* Given text *
I have a couple of questions.

1) Are you starting with DeTroyes for influence (I am probably wrong, but I think this is who began the version of the Knights of the Round Table that with which most people are familiar) or are you going back to any of the Celtic influences on the stories?

Well, Chretian de Troyes did not write about the Round Table as we think of it today, his main interest was in the Grail, and he was the first writer to bring that into the mix. His story (and he was far from finished with what he planned to write at the time of his death) was centered on the grail and the grail castle almost exclusively.

That said, my main influence is Malory's Morte d'Arthur, Tennyson's Idylls of the King, and Bullfinch's Mythology, in that order. The reason I picked these particular sources was because they did not focus on the central characters as much, allowing minor characters to sometimes carry the day and be major players.

I feel like this feel is important for a role playing setting. If everything is done by Lancelot, Arthur, and Merlin, then there is little room for the PCs to feel important. However, Malory operates with a cast of thousands (almost literally), and gives the sense of a living breathing community of men and women.

2) Will you be drawing upon the Mists of Avalon for any influence?

I liked the Mists of Avalon a lot, but am not using it for the game because it, like Once and Future King, are under copyright to the best of my knowledge.

3) How are you handling the relationship between members of the Druidic order (bards, ovate/ollave (not quite sure what the difference is, but I have seen both titles used to represent Celtic priests, who acted as priest, diviner, and judge) and Druid)?

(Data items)
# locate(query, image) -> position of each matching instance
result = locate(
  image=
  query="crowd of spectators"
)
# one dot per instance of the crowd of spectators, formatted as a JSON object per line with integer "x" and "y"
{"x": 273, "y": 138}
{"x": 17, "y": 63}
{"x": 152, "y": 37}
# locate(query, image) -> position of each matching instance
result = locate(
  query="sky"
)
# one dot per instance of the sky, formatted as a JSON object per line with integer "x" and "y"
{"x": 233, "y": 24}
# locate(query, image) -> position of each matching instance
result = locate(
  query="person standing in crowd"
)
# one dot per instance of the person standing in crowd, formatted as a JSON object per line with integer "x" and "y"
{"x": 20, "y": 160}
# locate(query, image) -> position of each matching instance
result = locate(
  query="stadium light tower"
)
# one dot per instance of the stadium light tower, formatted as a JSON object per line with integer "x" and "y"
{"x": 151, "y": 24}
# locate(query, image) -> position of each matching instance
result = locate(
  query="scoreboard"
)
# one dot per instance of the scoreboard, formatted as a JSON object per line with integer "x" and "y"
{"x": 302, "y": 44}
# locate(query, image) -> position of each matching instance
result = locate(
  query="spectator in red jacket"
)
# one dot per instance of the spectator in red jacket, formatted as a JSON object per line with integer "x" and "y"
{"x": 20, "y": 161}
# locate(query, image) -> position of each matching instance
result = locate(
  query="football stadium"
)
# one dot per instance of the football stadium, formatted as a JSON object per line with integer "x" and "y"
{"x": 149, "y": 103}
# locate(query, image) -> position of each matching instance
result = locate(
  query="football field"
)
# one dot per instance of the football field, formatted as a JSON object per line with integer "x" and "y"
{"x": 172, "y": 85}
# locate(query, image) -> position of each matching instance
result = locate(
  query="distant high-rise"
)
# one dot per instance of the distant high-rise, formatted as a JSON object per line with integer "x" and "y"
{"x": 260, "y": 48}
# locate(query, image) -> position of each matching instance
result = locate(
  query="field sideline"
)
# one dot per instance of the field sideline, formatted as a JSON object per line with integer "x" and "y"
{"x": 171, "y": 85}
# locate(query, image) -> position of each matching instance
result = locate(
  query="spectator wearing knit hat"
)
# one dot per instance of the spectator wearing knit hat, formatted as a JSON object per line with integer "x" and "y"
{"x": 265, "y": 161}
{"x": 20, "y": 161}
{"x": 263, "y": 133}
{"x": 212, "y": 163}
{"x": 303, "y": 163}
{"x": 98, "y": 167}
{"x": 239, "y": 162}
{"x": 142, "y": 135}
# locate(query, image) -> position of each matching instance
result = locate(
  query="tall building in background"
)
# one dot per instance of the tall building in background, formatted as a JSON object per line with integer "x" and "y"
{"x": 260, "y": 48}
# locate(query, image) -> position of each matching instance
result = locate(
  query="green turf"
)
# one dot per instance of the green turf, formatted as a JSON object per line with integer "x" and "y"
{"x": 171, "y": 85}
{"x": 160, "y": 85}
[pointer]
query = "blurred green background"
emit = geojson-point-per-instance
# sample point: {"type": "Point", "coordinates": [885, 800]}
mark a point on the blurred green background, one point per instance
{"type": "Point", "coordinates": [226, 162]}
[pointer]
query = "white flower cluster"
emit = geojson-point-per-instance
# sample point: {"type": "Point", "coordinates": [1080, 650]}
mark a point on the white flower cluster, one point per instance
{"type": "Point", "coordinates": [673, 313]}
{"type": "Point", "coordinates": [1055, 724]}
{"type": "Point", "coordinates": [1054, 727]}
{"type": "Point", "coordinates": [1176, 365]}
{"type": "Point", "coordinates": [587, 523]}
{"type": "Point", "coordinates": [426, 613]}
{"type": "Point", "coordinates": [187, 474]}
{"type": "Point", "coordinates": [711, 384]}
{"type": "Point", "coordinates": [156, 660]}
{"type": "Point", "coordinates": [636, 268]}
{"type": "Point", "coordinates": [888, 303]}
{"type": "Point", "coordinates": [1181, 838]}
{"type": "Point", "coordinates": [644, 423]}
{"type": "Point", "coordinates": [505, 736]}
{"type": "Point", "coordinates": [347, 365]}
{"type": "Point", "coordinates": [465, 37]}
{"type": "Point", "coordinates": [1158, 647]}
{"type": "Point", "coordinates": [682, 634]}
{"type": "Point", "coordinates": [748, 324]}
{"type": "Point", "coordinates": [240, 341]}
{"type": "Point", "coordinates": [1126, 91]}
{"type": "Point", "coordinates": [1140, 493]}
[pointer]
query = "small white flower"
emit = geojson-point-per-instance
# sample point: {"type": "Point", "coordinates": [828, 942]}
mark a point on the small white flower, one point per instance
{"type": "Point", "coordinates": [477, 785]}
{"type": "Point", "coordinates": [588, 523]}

---

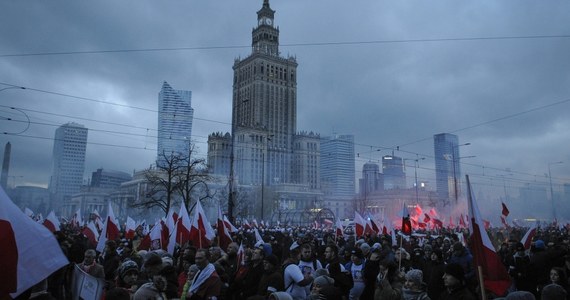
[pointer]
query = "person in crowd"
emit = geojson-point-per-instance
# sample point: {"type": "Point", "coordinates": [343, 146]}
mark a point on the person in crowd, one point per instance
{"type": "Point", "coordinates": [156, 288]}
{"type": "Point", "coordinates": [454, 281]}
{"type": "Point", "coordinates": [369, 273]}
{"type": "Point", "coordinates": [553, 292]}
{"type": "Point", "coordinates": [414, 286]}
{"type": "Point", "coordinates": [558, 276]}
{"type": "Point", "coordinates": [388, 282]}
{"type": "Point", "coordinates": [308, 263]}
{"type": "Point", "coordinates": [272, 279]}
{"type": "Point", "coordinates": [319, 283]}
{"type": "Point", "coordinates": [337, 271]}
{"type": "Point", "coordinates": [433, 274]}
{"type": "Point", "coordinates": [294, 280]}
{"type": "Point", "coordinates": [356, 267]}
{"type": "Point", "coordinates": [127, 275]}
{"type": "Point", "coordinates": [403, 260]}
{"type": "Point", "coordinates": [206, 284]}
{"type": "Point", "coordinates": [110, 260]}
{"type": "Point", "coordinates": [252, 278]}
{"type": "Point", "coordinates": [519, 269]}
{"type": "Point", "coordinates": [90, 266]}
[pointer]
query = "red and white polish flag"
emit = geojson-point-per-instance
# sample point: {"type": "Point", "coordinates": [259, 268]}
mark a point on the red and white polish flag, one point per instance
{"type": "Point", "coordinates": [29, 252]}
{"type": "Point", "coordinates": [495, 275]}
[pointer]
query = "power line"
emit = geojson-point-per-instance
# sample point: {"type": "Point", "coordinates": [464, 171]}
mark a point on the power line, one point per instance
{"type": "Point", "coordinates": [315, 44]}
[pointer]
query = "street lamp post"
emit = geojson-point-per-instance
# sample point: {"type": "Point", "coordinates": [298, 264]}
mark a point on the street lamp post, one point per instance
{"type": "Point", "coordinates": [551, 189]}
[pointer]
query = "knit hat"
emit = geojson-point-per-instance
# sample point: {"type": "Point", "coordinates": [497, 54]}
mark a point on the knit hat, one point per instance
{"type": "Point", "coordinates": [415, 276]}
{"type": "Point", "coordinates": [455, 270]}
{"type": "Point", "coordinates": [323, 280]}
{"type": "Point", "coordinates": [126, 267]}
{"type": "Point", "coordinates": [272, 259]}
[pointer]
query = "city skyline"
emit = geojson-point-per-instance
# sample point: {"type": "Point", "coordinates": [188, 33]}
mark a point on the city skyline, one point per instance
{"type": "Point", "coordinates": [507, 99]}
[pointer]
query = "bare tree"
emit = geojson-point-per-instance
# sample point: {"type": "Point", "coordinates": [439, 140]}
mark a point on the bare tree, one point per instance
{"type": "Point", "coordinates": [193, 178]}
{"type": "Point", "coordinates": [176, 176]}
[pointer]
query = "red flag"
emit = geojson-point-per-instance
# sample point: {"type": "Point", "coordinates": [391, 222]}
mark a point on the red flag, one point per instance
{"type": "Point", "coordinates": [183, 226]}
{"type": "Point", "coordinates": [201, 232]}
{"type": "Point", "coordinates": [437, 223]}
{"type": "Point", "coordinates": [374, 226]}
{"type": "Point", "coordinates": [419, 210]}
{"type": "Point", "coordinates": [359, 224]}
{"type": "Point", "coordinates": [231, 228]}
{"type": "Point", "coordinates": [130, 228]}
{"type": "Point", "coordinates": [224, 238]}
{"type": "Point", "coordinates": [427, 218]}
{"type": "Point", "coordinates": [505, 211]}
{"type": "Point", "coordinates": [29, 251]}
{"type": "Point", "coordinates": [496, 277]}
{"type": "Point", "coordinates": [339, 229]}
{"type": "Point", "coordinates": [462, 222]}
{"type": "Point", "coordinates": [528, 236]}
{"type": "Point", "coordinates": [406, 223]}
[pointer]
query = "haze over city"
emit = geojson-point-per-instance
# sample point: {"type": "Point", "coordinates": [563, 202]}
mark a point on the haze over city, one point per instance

* Given problem 1 *
In the Arthurian game Q&A, what was Chretian de Troyes's main interest?
* Given problem 2 *
List the sources the answerer names as main influences in the Arthurian game Q&A.

* Written reply 1 *
The Grail.

* Written reply 2 *
Malory's Morte d'Arthur, Tennyson's Idylls of the King, and Bullfinch's Mythology.